* Start Records for this exercise *

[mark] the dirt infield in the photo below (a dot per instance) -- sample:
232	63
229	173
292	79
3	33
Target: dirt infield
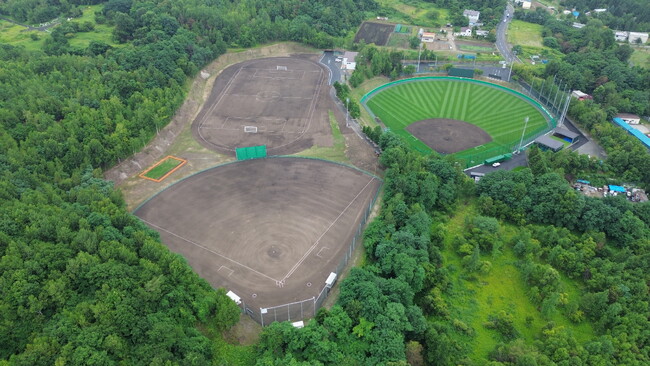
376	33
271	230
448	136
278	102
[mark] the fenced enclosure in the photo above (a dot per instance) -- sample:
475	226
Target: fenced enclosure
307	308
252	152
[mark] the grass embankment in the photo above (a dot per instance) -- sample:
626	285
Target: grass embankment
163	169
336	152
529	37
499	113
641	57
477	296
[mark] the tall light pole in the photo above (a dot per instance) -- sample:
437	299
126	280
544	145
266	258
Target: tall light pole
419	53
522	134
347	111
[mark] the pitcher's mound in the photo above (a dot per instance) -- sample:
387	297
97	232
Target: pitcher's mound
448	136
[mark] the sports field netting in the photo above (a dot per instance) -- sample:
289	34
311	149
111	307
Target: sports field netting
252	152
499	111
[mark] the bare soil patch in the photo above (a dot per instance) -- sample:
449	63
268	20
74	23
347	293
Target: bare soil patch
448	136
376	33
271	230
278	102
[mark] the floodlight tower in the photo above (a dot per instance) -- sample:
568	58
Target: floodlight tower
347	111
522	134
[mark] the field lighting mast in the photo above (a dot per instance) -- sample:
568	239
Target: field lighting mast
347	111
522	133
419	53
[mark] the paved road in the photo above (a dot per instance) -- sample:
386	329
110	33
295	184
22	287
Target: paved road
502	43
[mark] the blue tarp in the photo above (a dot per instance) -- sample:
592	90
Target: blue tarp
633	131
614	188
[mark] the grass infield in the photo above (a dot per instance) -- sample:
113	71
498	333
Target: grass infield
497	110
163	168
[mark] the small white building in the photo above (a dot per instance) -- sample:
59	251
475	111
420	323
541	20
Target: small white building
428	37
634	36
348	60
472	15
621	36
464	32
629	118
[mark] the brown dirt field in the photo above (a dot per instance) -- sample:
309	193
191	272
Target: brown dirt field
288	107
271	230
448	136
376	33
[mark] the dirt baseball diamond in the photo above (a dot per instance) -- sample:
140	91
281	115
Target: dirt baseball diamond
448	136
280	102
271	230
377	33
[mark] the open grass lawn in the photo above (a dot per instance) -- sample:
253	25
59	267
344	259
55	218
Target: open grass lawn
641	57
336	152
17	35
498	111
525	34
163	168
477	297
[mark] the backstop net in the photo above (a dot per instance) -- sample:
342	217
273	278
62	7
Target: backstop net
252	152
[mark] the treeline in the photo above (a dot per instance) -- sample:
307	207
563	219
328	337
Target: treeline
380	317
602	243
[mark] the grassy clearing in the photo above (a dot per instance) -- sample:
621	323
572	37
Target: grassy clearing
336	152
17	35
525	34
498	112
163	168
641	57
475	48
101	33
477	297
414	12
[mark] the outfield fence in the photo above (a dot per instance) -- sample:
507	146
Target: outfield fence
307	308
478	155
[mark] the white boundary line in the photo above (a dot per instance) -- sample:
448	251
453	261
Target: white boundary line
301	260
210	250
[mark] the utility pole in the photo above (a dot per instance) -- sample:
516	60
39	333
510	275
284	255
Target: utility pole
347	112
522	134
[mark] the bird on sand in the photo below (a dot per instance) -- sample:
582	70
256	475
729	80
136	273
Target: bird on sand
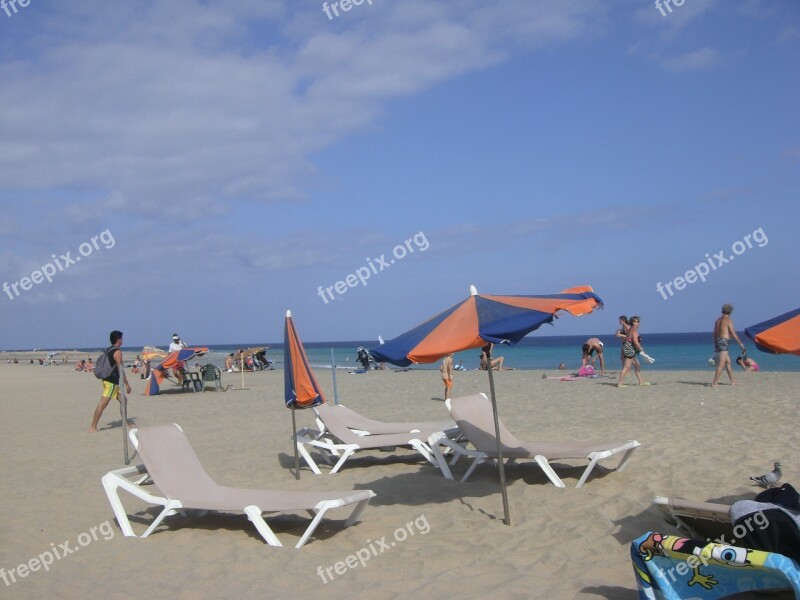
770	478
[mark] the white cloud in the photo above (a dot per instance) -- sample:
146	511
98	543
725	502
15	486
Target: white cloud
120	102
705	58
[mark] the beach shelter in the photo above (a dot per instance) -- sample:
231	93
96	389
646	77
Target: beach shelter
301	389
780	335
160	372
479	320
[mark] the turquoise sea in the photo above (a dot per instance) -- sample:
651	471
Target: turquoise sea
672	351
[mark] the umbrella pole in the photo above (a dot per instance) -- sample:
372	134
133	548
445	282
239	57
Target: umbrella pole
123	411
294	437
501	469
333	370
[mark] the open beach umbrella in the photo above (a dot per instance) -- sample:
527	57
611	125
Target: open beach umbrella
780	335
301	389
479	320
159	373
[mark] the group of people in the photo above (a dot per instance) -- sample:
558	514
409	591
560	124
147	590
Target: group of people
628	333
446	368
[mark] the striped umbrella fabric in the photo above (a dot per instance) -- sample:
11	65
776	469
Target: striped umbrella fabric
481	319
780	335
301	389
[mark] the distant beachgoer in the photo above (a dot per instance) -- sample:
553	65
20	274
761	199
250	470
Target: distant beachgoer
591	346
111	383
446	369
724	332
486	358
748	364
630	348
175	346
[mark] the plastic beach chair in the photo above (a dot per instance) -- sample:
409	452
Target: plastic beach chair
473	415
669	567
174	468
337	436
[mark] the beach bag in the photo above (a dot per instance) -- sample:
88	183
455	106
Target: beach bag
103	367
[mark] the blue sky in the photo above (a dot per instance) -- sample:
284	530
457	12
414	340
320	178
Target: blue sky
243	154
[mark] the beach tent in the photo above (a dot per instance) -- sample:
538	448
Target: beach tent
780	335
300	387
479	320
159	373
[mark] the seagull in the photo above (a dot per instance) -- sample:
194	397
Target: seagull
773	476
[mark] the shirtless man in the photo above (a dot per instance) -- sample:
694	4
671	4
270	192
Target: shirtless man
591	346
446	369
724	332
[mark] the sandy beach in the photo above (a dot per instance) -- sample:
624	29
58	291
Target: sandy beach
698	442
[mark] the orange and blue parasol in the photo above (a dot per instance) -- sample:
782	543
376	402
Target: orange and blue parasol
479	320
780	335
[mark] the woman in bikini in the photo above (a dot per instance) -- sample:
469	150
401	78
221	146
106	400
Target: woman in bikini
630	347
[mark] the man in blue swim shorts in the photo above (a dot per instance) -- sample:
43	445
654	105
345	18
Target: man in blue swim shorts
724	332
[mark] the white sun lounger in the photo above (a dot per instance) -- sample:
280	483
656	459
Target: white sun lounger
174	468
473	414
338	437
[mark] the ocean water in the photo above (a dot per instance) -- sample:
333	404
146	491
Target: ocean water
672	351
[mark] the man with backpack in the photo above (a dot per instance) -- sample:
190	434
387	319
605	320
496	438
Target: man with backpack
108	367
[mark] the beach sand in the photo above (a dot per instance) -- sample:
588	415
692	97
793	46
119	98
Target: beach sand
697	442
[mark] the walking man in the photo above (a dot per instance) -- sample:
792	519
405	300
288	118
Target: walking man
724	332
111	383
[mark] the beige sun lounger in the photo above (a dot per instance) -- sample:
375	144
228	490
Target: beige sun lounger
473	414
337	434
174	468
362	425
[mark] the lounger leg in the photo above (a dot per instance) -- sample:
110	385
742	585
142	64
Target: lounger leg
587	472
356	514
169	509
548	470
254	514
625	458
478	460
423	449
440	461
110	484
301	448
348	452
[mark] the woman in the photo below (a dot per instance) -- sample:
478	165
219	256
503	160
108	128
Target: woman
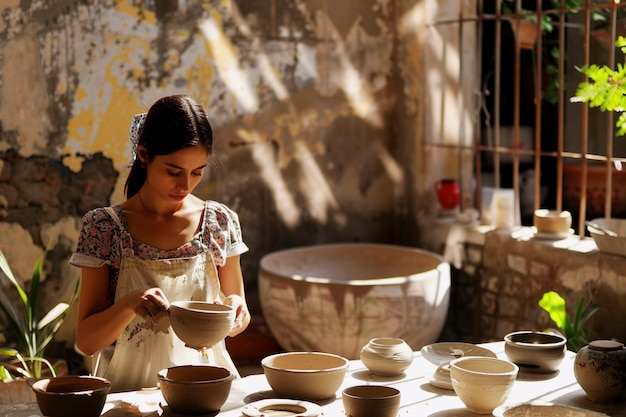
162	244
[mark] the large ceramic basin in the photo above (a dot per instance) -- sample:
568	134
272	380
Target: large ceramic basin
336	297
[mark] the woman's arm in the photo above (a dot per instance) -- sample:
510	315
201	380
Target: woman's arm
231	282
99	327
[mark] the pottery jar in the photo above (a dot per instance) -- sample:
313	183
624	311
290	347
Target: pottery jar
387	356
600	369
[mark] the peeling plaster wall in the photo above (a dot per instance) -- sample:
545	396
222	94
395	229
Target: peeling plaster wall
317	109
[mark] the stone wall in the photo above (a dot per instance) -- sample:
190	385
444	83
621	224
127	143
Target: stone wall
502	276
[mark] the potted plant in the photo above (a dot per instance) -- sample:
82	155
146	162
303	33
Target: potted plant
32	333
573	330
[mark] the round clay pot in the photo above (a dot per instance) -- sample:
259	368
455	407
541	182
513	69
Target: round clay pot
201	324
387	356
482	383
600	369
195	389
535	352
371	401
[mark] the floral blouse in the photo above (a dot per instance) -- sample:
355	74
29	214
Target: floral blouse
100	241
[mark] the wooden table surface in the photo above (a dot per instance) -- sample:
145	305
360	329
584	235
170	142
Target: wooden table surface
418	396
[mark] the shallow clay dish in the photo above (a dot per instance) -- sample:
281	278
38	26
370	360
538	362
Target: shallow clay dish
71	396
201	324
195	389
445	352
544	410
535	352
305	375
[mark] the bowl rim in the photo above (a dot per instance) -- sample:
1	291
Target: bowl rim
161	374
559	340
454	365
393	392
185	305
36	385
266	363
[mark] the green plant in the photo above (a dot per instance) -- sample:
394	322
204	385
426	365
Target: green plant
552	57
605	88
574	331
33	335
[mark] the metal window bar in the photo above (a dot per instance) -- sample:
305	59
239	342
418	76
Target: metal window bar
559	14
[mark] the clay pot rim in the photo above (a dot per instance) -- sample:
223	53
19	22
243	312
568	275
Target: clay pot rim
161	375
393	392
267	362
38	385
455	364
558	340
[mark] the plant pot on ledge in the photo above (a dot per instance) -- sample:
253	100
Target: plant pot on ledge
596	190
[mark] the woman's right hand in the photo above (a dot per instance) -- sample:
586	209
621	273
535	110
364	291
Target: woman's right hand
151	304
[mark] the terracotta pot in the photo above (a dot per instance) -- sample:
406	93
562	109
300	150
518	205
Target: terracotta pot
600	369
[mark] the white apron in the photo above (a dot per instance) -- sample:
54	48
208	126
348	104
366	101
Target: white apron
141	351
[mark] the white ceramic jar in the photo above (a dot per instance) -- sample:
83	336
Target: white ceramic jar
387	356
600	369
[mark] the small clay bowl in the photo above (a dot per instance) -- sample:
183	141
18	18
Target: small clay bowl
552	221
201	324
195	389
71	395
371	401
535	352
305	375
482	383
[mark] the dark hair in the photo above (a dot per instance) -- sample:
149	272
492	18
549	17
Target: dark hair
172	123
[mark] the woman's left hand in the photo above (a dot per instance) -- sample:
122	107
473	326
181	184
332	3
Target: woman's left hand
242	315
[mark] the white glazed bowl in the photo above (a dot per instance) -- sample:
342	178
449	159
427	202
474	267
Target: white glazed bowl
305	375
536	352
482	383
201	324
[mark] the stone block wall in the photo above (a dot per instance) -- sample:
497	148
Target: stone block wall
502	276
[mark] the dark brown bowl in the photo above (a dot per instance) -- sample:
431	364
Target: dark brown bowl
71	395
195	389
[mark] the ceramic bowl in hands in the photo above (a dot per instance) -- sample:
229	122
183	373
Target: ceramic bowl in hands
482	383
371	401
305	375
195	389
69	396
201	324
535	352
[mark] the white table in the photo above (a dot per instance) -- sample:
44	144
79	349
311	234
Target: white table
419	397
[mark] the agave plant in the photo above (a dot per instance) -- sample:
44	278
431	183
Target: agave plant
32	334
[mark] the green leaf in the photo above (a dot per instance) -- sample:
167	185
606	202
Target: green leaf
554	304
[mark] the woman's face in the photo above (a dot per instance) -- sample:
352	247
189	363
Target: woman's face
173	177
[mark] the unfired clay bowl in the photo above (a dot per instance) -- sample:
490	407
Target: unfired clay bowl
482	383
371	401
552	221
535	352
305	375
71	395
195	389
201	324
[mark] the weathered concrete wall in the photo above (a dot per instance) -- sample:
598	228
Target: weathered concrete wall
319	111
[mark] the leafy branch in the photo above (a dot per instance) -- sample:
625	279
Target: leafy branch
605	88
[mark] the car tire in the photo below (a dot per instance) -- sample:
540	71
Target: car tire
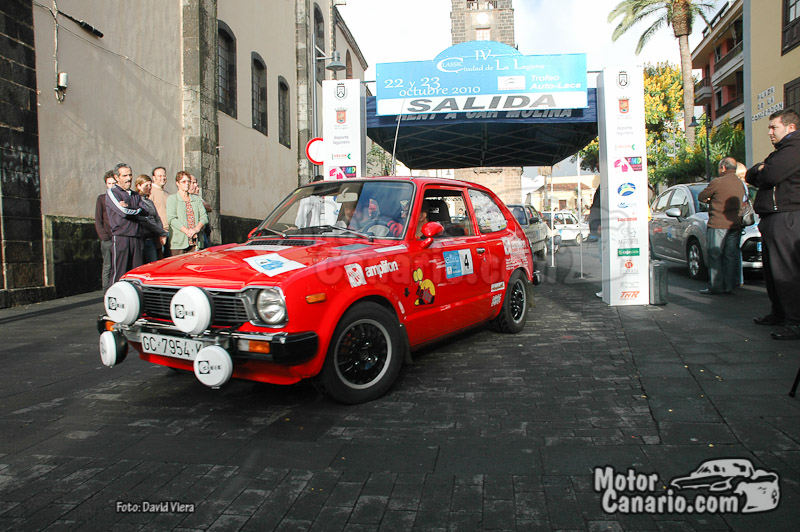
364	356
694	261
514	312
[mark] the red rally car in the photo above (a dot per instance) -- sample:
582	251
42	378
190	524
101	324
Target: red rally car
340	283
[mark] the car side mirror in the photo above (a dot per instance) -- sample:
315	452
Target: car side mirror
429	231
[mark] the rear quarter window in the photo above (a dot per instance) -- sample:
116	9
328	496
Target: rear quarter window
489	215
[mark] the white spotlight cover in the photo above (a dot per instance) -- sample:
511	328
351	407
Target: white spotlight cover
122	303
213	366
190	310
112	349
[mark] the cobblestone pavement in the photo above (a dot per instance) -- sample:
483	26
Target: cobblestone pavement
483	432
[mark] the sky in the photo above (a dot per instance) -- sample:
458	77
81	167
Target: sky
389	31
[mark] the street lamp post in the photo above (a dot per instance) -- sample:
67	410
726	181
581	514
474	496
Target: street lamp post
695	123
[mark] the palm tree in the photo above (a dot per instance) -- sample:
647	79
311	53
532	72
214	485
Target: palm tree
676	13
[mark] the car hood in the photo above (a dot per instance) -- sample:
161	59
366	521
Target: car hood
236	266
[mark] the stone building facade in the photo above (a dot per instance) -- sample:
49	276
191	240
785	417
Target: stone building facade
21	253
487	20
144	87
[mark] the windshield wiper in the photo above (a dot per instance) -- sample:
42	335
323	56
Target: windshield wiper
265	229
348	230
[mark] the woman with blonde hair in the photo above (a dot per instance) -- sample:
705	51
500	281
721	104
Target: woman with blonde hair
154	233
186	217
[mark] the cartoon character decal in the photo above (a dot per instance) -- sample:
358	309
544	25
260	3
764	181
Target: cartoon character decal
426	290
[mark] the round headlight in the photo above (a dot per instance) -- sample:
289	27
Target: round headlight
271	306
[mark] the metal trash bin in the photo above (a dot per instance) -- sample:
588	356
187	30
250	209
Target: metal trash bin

* End Records for this exercise *

Given exercise | Repeat the lines from the one containing "[mark] the white spotlight" through the end of the listing, exactly and without any other lines; both ends are included.

Task result |
[mark] the white spotlight cover in the photo above (a dot per instance) -- sample:
511	328
351	407
Target: white spotlight cover
122	303
213	366
190	310
112	349
[mark] the cobblestone pavement in the photo above (a dot per instance) -- sample:
483	26
Target: cobblestone pavement
483	432
[mark] the sky in the photo above (a dot per instance) -- sample:
458	77
81	167
Target: sky
389	31
[mark] the street lamp post in the photo above (a dot per instance) -- sample:
67	410
726	181
581	514
474	496
Target: street lamp post
695	123
[mark] the palm tree in the photo above (a dot per instance) -- sample:
647	79
311	53
532	72
214	485
Target: palm tree
676	13
[mark] the car hood in the photo above (a dot per instance) -- sample:
161	59
366	521
Target: car hood
236	266
[mark] the stone building facade in the photo above (a dot per instance) -- sample:
49	276
191	240
785	417
Target: stone building facade
21	253
487	20
144	87
[mark] the windshield wiper in the photo above (a dot per instance) -- sample:
42	335
323	56
Target: windshield wiper
265	229
348	230
[mark] the woman with blonde hair in the photo above (a dot per instance) -- sample:
705	51
500	281
721	104
Target: woman with blonde hair
154	233
186	217
[mark] the cartoon character decal in the photo above (a dot per instance) -- sample:
358	309
544	25
260	3
764	181
Target: cartoon character decal
426	290
[mark] the round headlight in the photo above (a dot per instance) -- sample:
289	27
Target: round headlight
271	306
[mark] the metal trash bin in the photo above (a dot per instance) -- sample:
588	356
187	30
250	209
Target: metal trash bin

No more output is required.